Everything from the line with "point: place card" through the last line of the records below should be copied exactly, both ends included.

(Lines of data)

============

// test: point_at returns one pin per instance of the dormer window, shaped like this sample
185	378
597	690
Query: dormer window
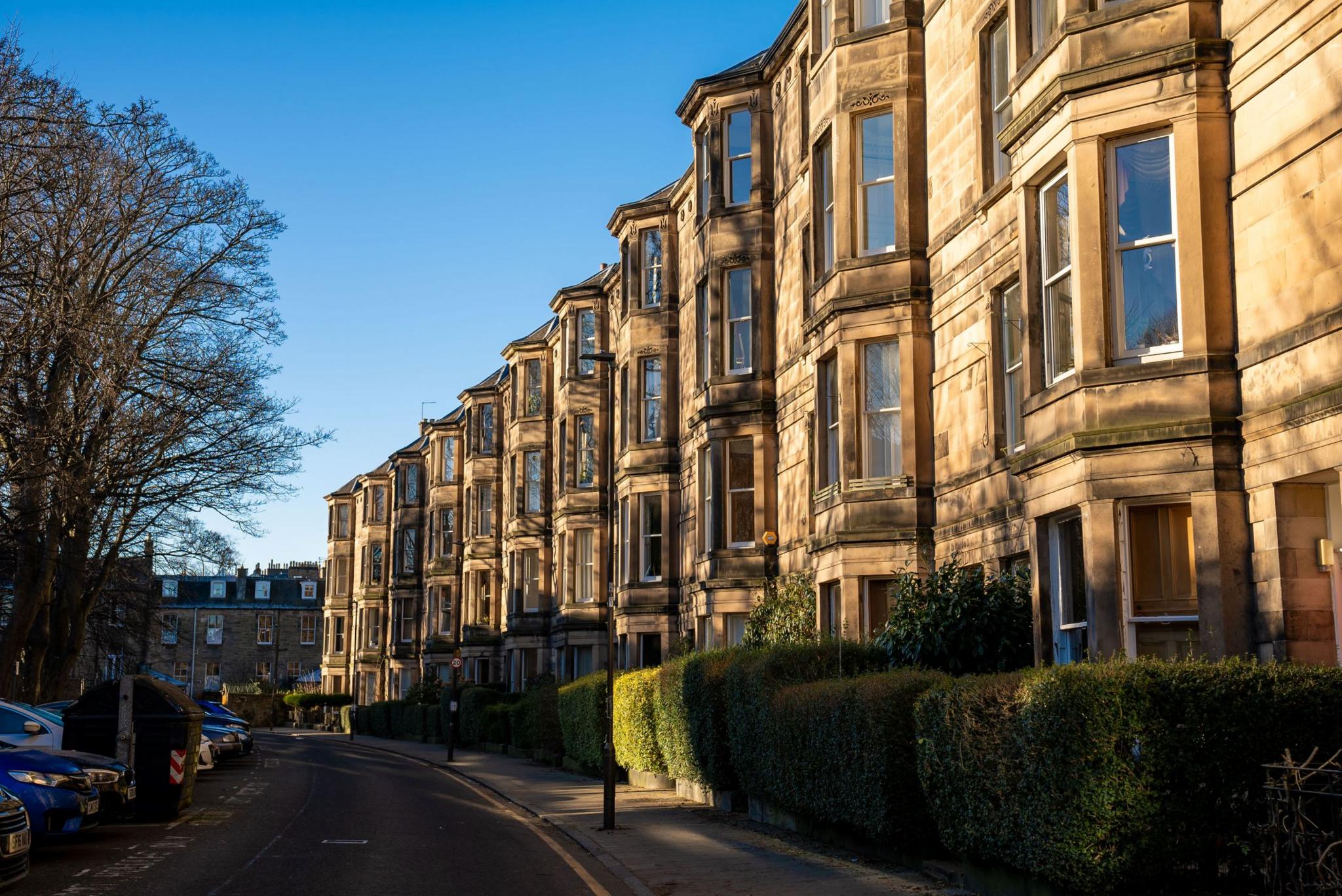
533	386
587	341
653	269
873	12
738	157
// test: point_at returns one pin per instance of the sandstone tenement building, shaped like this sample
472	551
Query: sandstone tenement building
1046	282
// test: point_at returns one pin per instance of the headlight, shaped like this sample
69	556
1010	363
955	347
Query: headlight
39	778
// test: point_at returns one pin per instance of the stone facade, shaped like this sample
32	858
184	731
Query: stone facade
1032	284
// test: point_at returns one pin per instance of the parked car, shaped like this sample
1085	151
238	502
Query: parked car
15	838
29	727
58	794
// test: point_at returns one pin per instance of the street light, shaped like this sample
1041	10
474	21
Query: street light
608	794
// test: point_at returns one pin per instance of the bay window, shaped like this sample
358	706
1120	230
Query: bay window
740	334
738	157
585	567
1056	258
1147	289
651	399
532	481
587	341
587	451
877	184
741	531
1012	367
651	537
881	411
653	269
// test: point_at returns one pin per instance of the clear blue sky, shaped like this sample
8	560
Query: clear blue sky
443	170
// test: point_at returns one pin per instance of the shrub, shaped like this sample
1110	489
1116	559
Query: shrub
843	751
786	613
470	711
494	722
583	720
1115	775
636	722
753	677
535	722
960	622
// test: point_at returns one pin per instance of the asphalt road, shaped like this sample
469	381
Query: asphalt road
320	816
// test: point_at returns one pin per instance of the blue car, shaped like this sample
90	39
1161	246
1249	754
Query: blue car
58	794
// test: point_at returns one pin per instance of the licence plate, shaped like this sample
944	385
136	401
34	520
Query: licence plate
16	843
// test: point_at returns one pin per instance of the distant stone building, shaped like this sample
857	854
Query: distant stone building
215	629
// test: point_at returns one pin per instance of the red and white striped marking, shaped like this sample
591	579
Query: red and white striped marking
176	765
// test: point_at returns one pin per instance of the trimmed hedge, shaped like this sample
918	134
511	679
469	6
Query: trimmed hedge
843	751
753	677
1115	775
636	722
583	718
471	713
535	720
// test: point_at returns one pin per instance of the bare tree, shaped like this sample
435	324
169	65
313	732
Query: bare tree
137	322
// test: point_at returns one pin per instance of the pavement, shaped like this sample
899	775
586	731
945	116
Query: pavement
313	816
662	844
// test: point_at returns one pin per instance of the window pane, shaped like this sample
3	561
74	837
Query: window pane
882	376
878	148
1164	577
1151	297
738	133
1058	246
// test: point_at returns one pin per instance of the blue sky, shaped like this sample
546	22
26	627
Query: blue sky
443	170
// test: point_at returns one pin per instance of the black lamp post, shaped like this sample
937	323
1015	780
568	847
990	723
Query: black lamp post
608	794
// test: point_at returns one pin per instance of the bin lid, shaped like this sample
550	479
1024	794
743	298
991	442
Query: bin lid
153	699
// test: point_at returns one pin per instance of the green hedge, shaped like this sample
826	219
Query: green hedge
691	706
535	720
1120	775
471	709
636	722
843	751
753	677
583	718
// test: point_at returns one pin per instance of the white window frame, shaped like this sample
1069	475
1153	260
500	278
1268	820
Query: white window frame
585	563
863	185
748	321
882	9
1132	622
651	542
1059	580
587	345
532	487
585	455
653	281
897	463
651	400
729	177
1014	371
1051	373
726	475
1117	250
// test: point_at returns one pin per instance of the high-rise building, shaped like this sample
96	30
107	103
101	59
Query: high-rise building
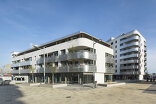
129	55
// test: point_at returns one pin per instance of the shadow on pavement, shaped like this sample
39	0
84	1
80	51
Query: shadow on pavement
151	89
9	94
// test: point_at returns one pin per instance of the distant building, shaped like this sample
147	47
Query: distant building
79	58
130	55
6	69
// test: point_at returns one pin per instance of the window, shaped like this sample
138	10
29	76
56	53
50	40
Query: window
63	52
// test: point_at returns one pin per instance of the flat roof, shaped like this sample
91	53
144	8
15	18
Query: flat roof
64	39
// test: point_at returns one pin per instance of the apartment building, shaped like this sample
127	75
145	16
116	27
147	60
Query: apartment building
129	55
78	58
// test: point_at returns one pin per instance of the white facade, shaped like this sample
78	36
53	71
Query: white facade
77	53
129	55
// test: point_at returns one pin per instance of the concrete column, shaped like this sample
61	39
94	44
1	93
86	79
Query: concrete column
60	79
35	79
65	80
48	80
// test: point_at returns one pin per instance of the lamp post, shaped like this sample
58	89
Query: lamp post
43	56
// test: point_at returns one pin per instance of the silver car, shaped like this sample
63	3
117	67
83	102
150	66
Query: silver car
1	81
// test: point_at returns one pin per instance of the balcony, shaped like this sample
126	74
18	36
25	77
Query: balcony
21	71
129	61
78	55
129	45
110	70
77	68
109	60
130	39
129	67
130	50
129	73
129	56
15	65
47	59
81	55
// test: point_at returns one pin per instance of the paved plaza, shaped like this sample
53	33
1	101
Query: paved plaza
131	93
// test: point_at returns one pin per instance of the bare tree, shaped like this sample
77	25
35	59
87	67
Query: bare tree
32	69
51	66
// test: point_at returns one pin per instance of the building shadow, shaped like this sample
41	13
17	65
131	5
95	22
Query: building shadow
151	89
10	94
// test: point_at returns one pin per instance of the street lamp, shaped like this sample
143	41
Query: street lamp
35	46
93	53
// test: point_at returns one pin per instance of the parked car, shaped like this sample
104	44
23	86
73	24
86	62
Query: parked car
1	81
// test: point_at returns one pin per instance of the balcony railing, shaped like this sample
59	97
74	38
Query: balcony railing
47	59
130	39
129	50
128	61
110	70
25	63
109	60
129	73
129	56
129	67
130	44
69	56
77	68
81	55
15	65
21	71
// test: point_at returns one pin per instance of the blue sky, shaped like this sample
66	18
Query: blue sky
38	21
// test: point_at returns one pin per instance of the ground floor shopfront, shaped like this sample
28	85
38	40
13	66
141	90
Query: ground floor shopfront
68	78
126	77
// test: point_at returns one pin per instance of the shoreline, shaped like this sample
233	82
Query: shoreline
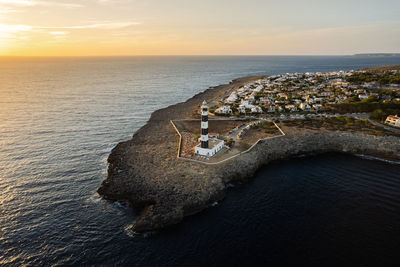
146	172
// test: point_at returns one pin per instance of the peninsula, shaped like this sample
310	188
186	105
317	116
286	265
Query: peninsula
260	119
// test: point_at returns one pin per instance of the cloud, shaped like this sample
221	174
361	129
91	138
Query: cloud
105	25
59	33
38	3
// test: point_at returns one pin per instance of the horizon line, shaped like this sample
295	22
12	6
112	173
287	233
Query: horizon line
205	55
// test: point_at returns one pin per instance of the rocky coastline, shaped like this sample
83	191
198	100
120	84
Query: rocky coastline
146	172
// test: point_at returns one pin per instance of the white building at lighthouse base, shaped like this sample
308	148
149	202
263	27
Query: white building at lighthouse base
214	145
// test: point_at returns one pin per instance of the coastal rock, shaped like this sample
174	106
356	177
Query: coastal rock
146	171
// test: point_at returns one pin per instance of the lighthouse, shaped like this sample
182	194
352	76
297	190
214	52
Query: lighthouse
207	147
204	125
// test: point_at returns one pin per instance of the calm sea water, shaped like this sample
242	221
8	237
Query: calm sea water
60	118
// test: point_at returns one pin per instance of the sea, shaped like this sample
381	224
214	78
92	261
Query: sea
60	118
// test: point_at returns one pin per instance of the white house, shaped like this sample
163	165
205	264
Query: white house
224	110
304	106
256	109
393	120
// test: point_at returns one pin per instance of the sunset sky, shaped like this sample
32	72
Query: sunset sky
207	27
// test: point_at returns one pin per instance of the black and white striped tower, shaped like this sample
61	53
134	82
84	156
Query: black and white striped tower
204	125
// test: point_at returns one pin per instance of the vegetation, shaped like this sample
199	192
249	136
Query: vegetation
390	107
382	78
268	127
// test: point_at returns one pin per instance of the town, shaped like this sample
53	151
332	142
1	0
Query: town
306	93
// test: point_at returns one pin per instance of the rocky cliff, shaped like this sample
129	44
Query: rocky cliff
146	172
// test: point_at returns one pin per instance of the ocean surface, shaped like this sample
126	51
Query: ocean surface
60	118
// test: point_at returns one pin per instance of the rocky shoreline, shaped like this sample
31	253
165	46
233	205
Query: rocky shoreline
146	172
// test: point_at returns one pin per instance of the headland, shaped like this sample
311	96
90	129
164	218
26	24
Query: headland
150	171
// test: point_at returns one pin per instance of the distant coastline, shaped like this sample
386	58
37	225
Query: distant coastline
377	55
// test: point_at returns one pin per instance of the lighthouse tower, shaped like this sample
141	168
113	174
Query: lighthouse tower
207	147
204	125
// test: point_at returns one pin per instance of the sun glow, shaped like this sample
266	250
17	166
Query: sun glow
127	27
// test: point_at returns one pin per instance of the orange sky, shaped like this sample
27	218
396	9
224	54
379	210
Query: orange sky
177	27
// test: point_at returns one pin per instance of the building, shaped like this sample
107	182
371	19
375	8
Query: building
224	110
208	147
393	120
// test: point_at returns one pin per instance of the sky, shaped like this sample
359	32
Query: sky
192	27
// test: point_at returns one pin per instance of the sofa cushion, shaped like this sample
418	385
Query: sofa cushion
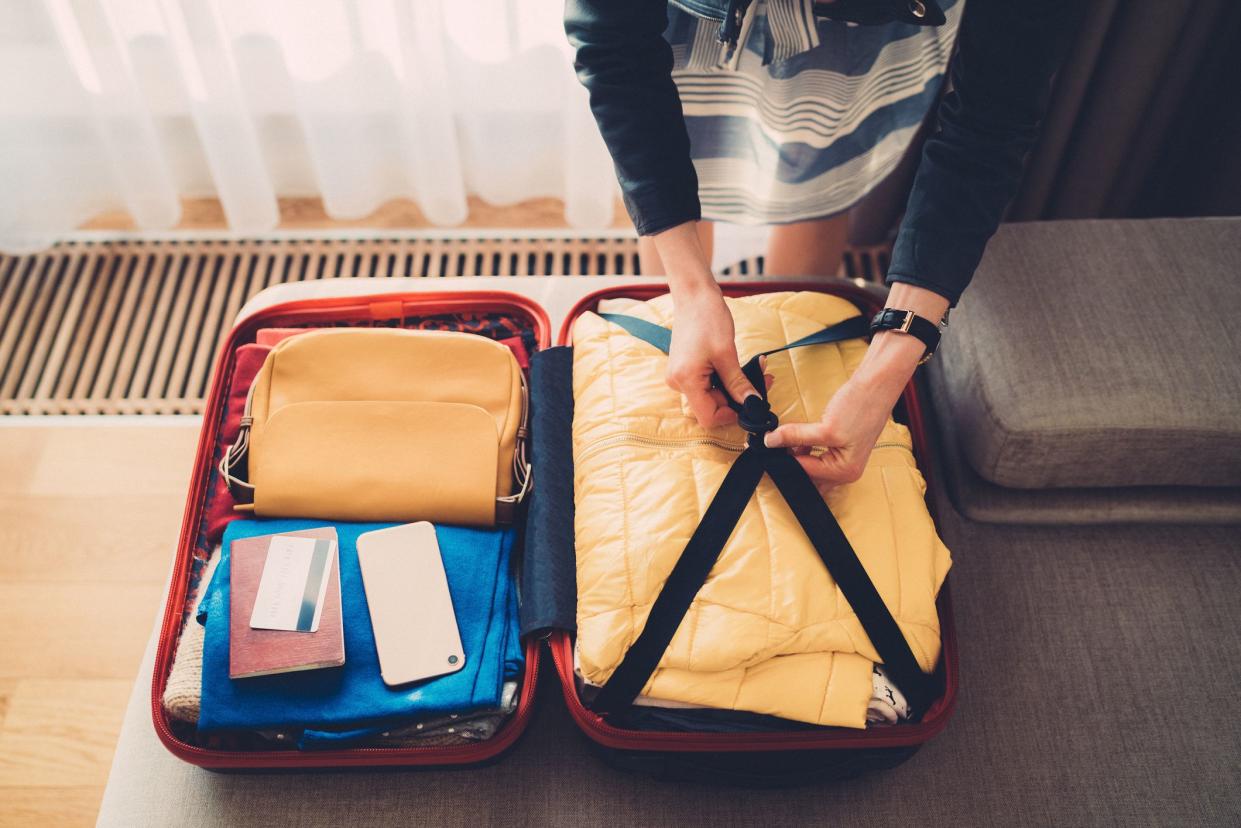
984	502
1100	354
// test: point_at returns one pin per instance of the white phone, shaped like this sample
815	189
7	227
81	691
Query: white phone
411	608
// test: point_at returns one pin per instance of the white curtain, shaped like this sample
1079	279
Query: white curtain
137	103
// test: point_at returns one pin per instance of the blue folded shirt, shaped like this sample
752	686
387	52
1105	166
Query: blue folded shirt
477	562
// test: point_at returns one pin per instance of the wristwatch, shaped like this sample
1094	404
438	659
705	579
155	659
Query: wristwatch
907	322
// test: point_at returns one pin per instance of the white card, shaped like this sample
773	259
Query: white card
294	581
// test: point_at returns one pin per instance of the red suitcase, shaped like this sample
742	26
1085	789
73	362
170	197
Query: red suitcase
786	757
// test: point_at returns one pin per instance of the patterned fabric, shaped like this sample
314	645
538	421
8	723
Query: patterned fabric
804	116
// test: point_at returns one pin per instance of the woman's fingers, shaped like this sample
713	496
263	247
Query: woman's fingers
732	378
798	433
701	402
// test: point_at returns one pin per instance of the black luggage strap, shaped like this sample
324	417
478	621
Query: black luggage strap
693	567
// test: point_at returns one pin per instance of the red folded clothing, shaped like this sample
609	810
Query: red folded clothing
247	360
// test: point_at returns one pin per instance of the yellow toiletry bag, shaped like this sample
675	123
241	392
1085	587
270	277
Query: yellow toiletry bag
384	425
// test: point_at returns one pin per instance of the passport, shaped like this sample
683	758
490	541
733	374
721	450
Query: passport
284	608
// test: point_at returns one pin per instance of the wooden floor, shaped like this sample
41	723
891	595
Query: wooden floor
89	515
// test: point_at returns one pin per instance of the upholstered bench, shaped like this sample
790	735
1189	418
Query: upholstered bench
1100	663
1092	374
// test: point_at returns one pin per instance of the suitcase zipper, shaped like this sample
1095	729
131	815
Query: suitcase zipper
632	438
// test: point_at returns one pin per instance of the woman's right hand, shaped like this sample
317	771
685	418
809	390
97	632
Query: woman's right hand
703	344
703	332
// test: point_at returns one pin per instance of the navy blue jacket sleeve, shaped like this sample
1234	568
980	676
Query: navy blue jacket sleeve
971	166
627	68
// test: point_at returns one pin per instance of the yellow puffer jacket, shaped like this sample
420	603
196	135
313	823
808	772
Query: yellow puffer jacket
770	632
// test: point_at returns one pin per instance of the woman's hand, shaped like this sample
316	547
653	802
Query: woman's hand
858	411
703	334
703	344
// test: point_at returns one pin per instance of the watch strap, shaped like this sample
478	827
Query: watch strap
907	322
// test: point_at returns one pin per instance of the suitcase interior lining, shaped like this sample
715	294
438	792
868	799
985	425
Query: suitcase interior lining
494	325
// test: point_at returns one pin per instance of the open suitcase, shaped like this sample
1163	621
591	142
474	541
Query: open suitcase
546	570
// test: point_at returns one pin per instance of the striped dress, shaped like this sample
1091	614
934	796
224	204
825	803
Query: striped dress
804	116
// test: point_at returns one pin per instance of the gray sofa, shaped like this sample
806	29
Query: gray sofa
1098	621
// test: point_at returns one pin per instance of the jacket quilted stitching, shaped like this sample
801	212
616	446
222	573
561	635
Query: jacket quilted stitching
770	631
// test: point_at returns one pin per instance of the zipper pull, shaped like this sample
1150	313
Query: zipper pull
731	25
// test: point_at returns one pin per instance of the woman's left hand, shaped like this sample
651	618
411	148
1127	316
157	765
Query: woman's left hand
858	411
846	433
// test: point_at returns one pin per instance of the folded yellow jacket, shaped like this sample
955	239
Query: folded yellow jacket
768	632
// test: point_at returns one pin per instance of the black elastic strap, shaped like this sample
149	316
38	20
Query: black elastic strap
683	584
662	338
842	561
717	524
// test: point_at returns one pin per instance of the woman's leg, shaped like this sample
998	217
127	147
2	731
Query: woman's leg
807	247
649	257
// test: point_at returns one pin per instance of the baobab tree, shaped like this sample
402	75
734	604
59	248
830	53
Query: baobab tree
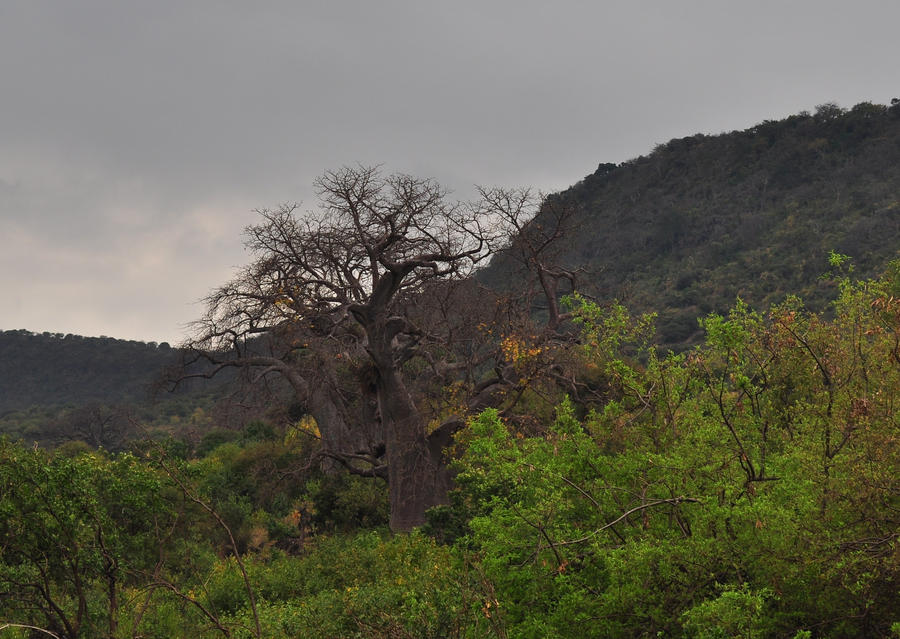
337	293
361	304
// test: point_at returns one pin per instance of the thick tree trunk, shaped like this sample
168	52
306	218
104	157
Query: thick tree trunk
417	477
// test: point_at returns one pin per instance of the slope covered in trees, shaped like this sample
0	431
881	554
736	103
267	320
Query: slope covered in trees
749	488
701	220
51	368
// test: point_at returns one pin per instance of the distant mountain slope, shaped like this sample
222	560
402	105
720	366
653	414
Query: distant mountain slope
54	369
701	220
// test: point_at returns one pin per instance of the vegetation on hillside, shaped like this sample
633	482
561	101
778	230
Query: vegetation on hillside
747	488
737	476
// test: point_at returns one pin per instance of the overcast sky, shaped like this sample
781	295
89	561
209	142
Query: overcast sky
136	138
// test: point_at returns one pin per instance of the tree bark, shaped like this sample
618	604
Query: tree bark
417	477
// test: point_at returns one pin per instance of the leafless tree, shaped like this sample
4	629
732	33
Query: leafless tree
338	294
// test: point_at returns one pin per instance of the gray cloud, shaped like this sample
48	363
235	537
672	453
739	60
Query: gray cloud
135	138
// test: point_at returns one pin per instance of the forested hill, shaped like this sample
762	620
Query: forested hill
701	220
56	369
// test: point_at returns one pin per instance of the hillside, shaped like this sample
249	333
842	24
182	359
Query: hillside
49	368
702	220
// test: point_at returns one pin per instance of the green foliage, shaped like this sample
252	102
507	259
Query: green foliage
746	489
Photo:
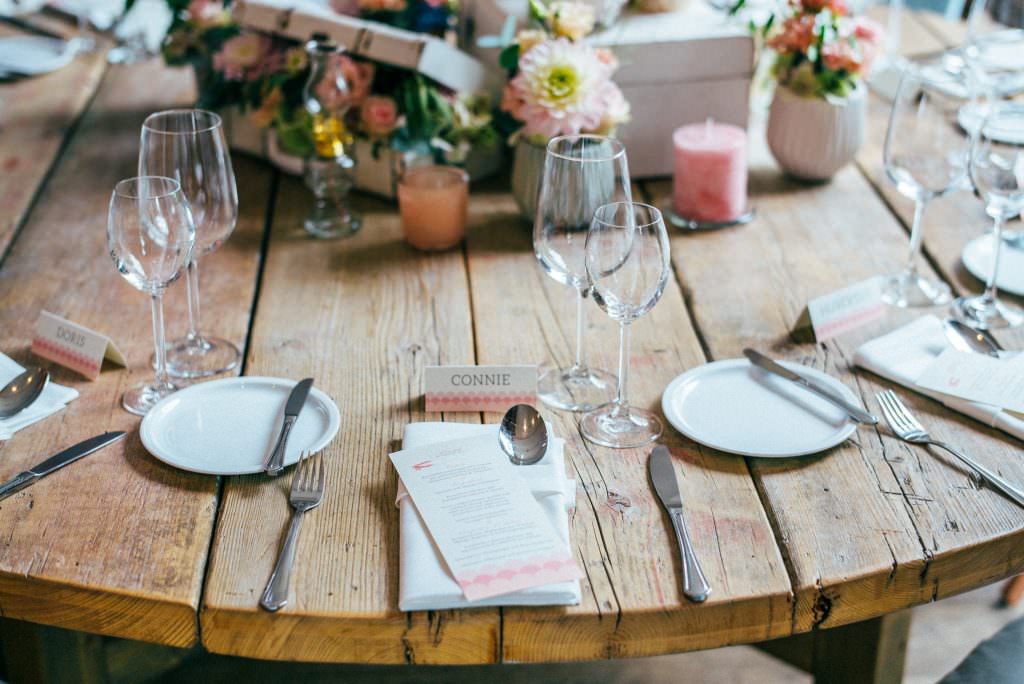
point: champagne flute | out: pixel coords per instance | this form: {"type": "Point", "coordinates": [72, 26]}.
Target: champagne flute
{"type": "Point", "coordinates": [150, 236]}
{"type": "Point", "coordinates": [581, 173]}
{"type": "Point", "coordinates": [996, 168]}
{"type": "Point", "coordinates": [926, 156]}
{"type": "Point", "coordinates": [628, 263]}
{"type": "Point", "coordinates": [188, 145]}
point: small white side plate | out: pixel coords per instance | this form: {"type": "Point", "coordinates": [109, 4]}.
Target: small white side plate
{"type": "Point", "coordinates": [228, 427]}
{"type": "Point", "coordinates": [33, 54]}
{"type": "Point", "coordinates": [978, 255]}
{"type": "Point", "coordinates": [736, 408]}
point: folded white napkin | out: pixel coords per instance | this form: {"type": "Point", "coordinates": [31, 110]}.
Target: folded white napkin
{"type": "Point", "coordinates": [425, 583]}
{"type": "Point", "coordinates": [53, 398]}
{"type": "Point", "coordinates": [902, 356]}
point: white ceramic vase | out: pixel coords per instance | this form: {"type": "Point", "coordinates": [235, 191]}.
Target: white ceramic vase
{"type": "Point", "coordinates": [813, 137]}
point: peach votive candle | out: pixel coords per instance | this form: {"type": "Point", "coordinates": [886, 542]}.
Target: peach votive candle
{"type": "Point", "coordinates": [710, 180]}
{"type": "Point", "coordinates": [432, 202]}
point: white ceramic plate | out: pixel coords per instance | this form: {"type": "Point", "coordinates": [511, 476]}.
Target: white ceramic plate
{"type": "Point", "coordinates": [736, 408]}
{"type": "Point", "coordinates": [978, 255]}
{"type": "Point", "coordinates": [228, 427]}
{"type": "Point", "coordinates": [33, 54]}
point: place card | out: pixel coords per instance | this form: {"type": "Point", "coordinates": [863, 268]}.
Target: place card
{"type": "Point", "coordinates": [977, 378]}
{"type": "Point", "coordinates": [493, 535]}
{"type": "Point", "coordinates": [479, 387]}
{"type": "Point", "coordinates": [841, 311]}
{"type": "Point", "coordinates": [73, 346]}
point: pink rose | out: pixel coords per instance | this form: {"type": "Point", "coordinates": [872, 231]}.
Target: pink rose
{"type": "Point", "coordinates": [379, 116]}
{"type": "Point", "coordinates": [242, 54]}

============

- [ANSWER TO THIS EXERCISE]
point: place card | out: pixel coords per instance | this form: {"type": "Point", "coordinates": [863, 268]}.
Target: place card
{"type": "Point", "coordinates": [977, 378]}
{"type": "Point", "coordinates": [493, 535]}
{"type": "Point", "coordinates": [479, 387]}
{"type": "Point", "coordinates": [841, 311]}
{"type": "Point", "coordinates": [73, 346]}
point: pink rose | out: pixel coords per instance | this form: {"type": "Point", "coordinates": [872, 231]}.
Target: pink rose
{"type": "Point", "coordinates": [379, 116]}
{"type": "Point", "coordinates": [242, 54]}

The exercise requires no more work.